Selected excerpt:
For more information log on to : http://www.securesynergyonline.com or
http://www.securesynergy.com
	
Hi,

I would differentiate between the psychoacoustic model itself
and the tools like TNS, LTP, PNS, Window Switching, Block
Switching, Stereo Tools, Prediction, Noiseless Coding etc.,
even if data from the psychoacoustic model can be used for
controlling some of them.

The most critical parts of an AAC (and MP3) encoder are the
psychoacoustic model and the quantizer. If you have these
working fairly good, it is time to implement the tools to
enhance quality further.

The psychoacoustic models used by many of the available
encoders are principally based on the ISO-Model. However, just
using the standard code will not result in good quality (and
that is not the intention of the code).
To get a feeling where to tune, a look at some open source
projects can be helpful. The most prominent projects would be
lame and faac.
Note that the encoder is never standardized in MPEG general
audio recommendations, but only its output bitstream. The part
describing the encoder is only informative, not normative. So,
you are allowed to use completely different models to achieve
other/better results. In this way, quality improvements are
possible after publishing the standard.
	Tony Francis wrote:
> Hello,
> 
>  The psycho acoustic model is described well in the standard but just
omitting whatever is needed to give a good encoder quality. So if you follow
only  the model which is explained in the standard you will end up in a worst
quality (will seldom cross 2 on the MOS scale for most of the SQAM). Some places
where the standard doesn't says anything are 
> 
> 1) On window switching mechanism: It says that the PE should be greater
than a implementation dependent constant but doesn't say what is the value for
it. If you make the value lower, for some SQAM the quality improves but it
results in unnecessary switching for some cases.

I would use other criteria, not only the PE.

Your objective:
Rewrite everything from "The most critical" down to "lame and faac." in the AAC encoder thread, putting "quantization stage" in place of "quantizer".

Extracted records:
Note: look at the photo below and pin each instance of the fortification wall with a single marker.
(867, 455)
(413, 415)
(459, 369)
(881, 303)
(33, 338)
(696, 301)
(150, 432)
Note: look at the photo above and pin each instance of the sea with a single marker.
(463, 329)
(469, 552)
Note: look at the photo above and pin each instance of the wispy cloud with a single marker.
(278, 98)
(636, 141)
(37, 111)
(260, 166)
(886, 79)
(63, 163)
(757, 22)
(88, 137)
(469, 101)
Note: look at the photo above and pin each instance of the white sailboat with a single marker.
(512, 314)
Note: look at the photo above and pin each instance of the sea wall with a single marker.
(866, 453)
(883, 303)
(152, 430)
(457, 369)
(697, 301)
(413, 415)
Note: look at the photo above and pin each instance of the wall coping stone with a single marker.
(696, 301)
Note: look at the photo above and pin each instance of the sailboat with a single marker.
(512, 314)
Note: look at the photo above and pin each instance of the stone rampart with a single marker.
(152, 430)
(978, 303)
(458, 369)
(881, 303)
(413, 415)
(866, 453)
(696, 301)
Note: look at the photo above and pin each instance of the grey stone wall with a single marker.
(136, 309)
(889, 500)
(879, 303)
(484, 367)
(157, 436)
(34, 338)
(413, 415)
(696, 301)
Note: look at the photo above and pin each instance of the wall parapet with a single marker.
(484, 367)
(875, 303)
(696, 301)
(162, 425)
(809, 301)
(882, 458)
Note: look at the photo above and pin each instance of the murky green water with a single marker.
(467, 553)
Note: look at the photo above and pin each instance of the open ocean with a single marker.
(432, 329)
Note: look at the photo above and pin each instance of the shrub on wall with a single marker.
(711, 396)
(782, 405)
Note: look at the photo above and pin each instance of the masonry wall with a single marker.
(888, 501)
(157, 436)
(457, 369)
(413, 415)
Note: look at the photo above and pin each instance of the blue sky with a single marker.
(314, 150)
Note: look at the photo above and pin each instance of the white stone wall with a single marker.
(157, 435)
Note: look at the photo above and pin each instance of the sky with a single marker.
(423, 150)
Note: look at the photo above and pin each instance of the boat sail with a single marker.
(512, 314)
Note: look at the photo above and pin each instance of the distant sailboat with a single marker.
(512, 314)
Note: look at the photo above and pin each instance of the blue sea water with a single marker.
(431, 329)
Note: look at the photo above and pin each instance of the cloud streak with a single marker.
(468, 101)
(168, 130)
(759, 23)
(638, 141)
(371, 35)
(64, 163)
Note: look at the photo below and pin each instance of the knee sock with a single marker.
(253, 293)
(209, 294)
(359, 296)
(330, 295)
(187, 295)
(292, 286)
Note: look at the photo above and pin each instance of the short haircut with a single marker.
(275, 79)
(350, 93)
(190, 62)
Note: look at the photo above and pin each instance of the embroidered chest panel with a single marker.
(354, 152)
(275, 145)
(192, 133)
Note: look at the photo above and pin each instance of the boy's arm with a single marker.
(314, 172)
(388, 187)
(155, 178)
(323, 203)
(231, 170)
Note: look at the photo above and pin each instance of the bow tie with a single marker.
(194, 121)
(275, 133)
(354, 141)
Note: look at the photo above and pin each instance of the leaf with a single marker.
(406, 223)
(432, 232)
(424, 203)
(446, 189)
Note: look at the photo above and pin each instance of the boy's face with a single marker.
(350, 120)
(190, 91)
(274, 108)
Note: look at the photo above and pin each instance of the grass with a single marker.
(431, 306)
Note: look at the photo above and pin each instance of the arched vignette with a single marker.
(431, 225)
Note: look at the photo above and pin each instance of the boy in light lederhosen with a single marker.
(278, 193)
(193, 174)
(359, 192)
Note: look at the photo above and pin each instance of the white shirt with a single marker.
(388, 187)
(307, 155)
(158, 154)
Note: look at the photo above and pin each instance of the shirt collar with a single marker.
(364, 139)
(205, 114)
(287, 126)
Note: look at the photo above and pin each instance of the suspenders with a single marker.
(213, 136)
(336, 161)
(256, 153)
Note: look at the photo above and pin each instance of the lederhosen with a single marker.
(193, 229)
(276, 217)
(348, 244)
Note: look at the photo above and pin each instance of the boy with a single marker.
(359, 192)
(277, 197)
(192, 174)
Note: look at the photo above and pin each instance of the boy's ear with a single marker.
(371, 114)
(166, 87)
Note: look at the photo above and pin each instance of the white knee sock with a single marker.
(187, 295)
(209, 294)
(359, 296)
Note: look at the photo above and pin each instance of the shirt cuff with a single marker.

Response to the task:
The most critical parts of an AAC (and MP3) encoder are the
psychoacoustic model and the quantization stage. If you have these
working fairly good, it is time to implement the tools to
enhance quality further.

The psychoacoustic models used by many of the available
encoders are principally based on the ISO-Model. However, just
using the standard code will not result in good quality (and
that is not the intention of the code).
To get a feeling where to tune, a look at some open source
projects can be helpful. The most prominent projects would be
lame and faac.